#### [OBJECTIVE]
Rescale the point coordinates in the listing below, starting with the line that contains "fox ear and return the coordinates." and going on through the end of the listing. Write out only those lines again, requests included, with each coordinate multiplied by 0.2 and rounded to a whole number, halves rounded up.

(Data extracted from a collection)
● ● ● ●

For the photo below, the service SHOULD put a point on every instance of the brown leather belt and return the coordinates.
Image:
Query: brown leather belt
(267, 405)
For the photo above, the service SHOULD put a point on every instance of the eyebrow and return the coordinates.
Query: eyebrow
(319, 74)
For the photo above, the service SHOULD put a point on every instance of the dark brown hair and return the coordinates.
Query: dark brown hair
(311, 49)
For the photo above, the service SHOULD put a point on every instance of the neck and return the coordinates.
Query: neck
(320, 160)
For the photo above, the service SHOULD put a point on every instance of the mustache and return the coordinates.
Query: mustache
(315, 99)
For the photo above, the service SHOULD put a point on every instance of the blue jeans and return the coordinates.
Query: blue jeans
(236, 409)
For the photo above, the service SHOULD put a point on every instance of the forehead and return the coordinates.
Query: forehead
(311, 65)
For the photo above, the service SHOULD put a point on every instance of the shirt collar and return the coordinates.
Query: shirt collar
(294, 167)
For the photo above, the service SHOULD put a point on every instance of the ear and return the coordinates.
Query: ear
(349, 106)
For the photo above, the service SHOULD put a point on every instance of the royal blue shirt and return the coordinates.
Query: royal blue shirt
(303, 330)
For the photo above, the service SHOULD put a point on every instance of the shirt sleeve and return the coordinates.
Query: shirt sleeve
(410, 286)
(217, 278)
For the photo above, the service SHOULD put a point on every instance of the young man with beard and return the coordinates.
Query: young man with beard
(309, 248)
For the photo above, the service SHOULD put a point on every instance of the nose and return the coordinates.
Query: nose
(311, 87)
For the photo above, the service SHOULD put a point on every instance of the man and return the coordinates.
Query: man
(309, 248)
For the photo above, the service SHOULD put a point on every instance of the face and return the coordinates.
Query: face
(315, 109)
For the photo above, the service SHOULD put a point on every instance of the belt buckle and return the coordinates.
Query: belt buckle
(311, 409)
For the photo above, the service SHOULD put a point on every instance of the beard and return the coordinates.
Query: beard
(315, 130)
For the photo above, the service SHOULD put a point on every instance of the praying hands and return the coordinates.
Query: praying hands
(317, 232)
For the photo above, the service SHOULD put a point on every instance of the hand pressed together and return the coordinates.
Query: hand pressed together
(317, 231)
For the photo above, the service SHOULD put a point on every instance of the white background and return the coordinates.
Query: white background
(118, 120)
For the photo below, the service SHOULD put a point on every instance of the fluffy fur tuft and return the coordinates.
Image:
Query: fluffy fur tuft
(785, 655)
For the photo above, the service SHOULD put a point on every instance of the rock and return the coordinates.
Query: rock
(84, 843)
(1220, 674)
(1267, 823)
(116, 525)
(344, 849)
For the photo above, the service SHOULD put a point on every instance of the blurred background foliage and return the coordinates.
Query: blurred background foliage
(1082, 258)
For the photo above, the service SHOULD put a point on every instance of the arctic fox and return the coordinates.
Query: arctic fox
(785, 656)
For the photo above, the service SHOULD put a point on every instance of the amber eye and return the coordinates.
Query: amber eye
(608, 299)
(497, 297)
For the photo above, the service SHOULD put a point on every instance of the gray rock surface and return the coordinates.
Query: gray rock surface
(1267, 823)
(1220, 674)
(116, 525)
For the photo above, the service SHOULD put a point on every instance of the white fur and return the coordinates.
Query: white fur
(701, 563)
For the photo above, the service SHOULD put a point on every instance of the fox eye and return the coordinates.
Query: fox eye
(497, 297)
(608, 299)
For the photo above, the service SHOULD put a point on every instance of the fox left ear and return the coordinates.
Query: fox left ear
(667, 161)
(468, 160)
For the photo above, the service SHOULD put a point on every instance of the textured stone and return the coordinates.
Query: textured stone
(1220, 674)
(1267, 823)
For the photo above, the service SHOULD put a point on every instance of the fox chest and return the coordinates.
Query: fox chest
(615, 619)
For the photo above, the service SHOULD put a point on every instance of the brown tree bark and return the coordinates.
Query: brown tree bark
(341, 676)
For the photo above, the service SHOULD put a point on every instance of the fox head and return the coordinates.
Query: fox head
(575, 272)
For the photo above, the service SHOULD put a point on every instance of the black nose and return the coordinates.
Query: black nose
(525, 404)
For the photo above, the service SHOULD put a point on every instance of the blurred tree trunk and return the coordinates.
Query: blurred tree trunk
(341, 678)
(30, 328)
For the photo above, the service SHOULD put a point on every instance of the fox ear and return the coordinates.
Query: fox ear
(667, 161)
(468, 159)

● ● ● ●

#### [REPLY]
For the photo above, the service SHOULD put a point on every instance of the fox ear and return the coordinates.
Query: fox ear
(133, 32)
(94, 32)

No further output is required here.